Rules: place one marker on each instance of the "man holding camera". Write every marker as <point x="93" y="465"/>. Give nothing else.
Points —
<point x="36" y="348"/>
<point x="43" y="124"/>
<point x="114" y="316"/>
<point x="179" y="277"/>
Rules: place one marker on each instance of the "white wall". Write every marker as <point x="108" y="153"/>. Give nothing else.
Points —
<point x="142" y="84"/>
::::
EXERCISE DESCRIPTION: Rewrite all the items with every "marker" changed to "dot", leaving everything else the same.

RESPONSE TO THIS TASK:
Rules: place one dot on each instance of the "man holding camera". Write every dot as <point x="93" y="465"/>. Give nothing else.
Points —
<point x="36" y="348"/>
<point x="43" y="124"/>
<point x="114" y="316"/>
<point x="179" y="277"/>
Rules: place one dot on each instance of the "white wall". Write every dot as <point x="108" y="153"/>. Give nothing else.
Points —
<point x="142" y="84"/>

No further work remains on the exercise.